▸ Aim: Rewrite the material below, switching "region" to "area" wherever it occurs and leaving everything else as it is.

━━━━━━━━━━━━━━━━━━━━

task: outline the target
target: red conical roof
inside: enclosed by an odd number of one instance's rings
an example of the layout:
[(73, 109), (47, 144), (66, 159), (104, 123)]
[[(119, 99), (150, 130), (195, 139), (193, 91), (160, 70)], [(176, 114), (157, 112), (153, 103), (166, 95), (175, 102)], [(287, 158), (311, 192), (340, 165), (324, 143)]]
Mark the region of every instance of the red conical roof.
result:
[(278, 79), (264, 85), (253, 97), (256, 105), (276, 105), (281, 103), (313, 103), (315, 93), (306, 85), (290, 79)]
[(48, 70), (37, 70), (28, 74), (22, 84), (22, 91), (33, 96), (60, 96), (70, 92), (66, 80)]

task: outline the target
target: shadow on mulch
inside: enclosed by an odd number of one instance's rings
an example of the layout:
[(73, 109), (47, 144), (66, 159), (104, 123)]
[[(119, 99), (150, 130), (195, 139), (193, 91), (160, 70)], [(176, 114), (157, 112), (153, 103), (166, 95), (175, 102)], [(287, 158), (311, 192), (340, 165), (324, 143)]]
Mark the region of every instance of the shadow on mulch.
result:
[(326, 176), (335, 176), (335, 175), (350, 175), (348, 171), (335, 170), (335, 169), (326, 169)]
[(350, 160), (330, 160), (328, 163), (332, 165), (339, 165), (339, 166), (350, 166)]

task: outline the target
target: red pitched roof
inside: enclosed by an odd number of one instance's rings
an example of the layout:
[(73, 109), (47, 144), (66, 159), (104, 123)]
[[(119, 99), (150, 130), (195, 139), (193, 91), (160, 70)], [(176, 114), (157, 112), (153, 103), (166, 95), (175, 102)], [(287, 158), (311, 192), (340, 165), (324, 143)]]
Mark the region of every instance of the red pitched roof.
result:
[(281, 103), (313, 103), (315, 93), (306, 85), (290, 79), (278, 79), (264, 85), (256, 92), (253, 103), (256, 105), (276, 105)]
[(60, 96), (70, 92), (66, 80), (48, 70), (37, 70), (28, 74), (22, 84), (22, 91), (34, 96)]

━━━━━━━━━━━━━━━━━━━━

▸ Answer for the task:
task: outline the target
target: red conical roof
inside: enclosed by an odd number of one instance's rings
an example of the layout:
[(73, 109), (47, 144), (66, 159), (104, 123)]
[[(119, 99), (150, 130), (195, 139), (193, 91), (160, 70)], [(176, 114), (157, 112), (153, 103), (166, 95), (175, 102)], [(287, 158), (311, 192), (340, 165), (324, 143)]]
Mark the area of every instance of the red conical roof.
result:
[(278, 79), (264, 85), (253, 97), (256, 105), (276, 105), (281, 103), (313, 103), (315, 93), (306, 85), (290, 79)]
[(48, 70), (37, 70), (28, 74), (22, 84), (22, 91), (33, 96), (60, 96), (70, 92), (66, 80)]

task: outline the target
target: shadow on mulch
inside: enclosed by an odd number of one instance's rings
an example of the layout:
[(73, 109), (47, 144), (66, 159), (104, 123)]
[[(119, 99), (150, 130), (195, 139), (193, 91), (160, 70)], [(176, 114), (157, 112), (153, 103), (166, 95), (175, 102)], [(287, 158), (311, 192), (340, 165), (324, 143)]]
Mark the area of every instance of the shadow on mulch.
result:
[(326, 176), (335, 176), (335, 175), (350, 175), (348, 171), (335, 170), (335, 169), (326, 169)]
[(350, 160), (330, 160), (328, 163), (332, 165), (339, 165), (339, 166), (350, 166)]

task: outline the target
target: red pitched roof
inside: enclosed by an odd number of one instance's rings
an example of the layout:
[(73, 109), (47, 144), (66, 159), (104, 123)]
[[(119, 99), (150, 130), (195, 139), (193, 91), (160, 70)], [(176, 114), (157, 112), (153, 103), (166, 95), (175, 102)], [(287, 158), (311, 192), (340, 165), (324, 143)]]
Mark the area of every instance of the red pitched roof.
result:
[(281, 103), (313, 103), (315, 93), (306, 85), (290, 79), (278, 79), (264, 85), (256, 92), (253, 103), (256, 105), (276, 105)]
[(60, 96), (70, 92), (66, 80), (48, 70), (37, 70), (28, 74), (22, 84), (22, 91), (34, 96)]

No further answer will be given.